Instructions for the task:
Please rewrite the records starting with the line that contains "Every instance gets a single point. Point out the green leafy" and going on through the end of the records, swapping "green leafy plant" for "leafy green plant" and leaving everything else unchanged.

(Data items)
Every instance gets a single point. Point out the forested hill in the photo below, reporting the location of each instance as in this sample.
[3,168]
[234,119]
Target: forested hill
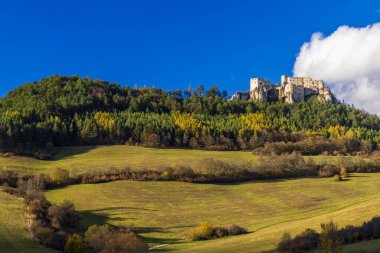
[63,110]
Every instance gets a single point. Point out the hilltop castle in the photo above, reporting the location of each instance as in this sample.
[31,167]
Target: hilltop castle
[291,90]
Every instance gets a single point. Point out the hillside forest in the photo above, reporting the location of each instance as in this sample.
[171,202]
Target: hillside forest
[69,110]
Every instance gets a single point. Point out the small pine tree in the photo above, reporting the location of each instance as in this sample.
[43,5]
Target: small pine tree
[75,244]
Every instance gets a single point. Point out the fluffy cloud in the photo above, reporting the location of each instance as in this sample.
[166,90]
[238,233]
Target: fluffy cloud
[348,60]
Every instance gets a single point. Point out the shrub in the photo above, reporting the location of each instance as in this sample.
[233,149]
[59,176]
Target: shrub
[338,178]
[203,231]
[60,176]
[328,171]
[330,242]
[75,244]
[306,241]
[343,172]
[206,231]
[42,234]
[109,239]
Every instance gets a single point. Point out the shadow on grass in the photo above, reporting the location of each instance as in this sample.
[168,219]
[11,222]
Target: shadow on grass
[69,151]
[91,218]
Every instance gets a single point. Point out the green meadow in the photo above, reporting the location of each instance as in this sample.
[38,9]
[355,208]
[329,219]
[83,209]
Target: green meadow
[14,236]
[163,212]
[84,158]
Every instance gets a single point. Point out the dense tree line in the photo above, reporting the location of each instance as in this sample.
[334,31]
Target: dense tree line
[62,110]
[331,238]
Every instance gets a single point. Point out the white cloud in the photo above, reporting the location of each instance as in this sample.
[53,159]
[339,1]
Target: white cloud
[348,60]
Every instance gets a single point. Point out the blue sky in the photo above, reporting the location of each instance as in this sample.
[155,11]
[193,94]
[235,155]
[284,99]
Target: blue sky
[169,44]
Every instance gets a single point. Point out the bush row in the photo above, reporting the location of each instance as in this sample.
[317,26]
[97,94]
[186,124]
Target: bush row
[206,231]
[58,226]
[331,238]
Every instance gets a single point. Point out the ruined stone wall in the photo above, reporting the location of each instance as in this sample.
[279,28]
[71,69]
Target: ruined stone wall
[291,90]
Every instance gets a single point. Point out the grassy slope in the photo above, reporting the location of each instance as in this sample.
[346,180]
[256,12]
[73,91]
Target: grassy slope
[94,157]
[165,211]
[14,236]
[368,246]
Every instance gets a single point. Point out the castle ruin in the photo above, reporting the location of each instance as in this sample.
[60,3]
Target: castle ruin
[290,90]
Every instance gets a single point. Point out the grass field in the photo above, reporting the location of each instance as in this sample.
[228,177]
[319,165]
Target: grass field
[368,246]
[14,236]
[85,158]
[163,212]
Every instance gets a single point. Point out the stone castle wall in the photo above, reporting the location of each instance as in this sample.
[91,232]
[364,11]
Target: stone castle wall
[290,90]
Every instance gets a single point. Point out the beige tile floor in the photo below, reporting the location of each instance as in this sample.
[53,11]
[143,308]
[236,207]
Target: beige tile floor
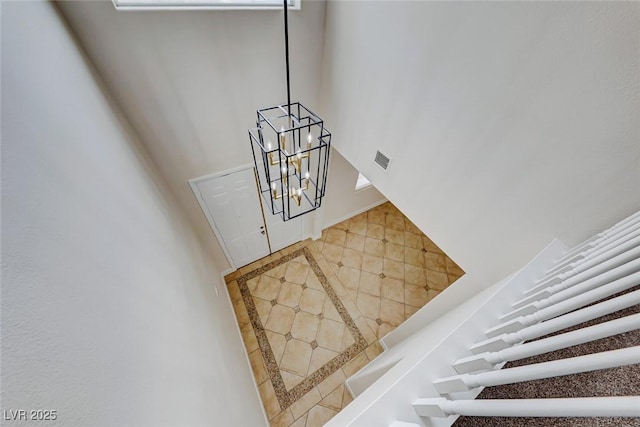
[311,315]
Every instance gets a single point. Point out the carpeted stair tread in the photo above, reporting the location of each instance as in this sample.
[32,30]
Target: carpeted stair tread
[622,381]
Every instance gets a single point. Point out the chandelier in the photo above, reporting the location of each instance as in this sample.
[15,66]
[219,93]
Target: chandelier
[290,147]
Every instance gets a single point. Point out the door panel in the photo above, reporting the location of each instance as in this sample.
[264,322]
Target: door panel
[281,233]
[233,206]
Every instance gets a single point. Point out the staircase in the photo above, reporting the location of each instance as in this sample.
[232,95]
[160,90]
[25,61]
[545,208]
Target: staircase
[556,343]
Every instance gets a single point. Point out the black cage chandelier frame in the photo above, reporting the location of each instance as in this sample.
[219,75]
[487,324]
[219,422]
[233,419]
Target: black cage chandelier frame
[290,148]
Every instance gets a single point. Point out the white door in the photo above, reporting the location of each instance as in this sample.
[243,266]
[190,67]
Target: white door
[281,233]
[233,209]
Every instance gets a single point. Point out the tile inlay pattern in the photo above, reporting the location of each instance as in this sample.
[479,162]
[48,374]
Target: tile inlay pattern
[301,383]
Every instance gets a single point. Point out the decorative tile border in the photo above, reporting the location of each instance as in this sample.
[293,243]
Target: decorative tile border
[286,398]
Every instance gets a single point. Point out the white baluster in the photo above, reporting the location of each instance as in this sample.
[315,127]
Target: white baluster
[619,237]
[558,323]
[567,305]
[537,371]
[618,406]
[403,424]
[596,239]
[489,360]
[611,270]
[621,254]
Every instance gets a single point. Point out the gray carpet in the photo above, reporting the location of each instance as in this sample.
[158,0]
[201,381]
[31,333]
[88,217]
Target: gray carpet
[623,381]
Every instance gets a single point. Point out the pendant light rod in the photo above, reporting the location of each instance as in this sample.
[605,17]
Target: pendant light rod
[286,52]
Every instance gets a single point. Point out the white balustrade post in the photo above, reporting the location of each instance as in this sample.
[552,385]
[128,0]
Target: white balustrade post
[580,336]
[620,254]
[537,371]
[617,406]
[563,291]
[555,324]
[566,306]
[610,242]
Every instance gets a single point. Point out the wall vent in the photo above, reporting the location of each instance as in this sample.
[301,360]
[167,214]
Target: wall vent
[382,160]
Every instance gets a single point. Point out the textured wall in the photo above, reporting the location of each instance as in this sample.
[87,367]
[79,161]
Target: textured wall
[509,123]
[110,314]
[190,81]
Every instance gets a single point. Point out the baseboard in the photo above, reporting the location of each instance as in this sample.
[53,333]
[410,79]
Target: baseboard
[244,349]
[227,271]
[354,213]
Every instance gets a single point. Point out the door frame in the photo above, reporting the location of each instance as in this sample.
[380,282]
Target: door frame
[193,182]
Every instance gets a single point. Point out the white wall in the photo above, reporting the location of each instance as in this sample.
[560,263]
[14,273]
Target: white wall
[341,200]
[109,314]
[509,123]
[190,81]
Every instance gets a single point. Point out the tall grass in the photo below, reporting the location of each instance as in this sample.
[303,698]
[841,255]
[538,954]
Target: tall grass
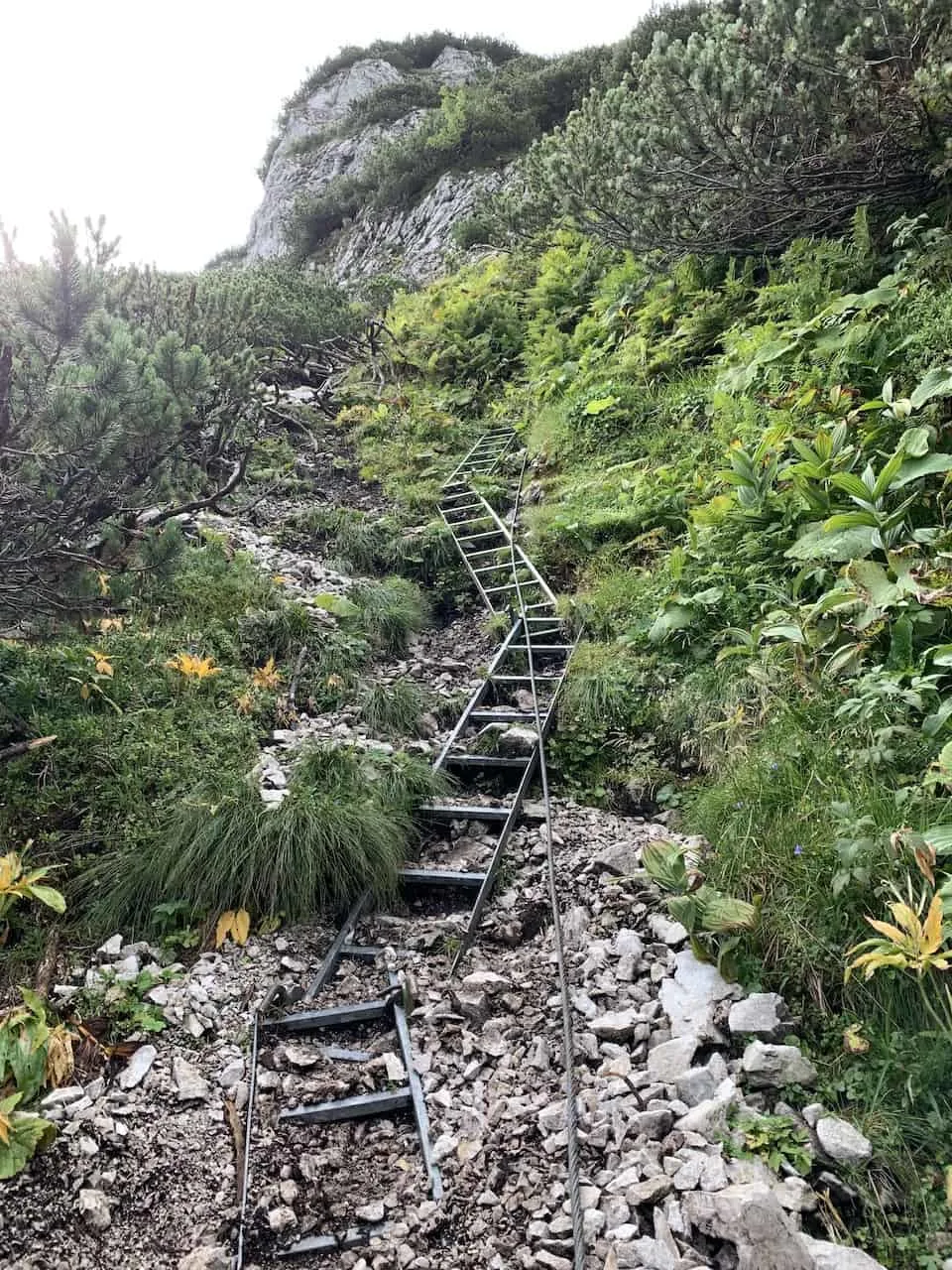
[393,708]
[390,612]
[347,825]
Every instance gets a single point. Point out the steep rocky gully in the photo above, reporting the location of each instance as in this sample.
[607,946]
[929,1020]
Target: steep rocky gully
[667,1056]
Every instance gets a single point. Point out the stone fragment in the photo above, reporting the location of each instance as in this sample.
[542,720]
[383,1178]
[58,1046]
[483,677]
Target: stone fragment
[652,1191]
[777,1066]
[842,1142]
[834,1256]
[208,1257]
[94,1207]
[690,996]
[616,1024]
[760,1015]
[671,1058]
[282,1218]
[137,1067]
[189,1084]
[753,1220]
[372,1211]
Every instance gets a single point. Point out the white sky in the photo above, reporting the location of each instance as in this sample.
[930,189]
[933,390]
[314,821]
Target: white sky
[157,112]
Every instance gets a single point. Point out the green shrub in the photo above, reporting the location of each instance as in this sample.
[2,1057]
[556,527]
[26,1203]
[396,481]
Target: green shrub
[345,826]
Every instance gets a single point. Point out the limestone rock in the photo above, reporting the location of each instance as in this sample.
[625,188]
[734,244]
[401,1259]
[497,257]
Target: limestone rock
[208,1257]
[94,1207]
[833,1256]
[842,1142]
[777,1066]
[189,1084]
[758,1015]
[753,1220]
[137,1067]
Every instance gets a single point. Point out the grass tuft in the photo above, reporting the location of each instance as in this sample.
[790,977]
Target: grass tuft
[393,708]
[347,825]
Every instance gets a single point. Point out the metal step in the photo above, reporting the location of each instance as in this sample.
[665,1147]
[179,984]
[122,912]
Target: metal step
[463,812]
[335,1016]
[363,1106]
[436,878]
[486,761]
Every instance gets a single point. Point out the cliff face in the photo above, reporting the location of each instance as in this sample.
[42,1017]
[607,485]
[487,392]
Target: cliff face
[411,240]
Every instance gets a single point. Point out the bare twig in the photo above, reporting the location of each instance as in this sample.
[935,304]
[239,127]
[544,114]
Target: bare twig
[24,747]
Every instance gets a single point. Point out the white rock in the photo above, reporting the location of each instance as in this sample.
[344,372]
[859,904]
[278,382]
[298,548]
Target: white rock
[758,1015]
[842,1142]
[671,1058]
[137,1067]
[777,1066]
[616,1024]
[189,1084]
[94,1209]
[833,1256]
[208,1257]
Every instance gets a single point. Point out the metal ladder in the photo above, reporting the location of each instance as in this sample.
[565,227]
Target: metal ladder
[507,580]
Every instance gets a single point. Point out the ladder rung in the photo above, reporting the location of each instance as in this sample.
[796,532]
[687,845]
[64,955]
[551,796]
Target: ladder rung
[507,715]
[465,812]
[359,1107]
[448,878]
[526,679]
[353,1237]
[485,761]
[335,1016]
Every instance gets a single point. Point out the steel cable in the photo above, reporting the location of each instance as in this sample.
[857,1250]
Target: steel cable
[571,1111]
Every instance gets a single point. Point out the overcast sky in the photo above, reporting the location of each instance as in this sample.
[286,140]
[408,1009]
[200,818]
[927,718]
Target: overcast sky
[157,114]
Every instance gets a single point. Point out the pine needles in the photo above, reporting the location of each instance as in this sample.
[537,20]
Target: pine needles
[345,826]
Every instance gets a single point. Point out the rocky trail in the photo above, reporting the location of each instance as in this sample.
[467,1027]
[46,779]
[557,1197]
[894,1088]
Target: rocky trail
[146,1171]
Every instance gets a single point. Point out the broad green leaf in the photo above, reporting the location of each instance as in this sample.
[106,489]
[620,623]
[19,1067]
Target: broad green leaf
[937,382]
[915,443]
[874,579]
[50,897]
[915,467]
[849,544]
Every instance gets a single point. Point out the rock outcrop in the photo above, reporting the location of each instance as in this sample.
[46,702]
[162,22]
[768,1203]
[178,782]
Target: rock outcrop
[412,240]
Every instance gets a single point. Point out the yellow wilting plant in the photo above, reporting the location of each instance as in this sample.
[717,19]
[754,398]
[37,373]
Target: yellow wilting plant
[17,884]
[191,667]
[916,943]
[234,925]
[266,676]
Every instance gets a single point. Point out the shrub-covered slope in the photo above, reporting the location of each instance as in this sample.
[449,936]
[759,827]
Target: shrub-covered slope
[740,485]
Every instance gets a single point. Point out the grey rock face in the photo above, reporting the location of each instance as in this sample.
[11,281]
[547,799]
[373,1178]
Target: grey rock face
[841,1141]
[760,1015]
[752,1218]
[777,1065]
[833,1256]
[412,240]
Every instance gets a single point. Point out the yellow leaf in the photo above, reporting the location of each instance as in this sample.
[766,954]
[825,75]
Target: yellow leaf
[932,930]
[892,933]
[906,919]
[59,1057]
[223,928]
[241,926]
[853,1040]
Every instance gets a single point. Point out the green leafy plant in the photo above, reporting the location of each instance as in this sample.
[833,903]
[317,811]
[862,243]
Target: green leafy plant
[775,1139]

Exercise answer:
Every instance gets a single point. Point out the leafy green plant in the photo above, reporting the location of each instance as in this sample.
[833,903]
[317,811]
[862,243]
Target: leafy green plant
[775,1139]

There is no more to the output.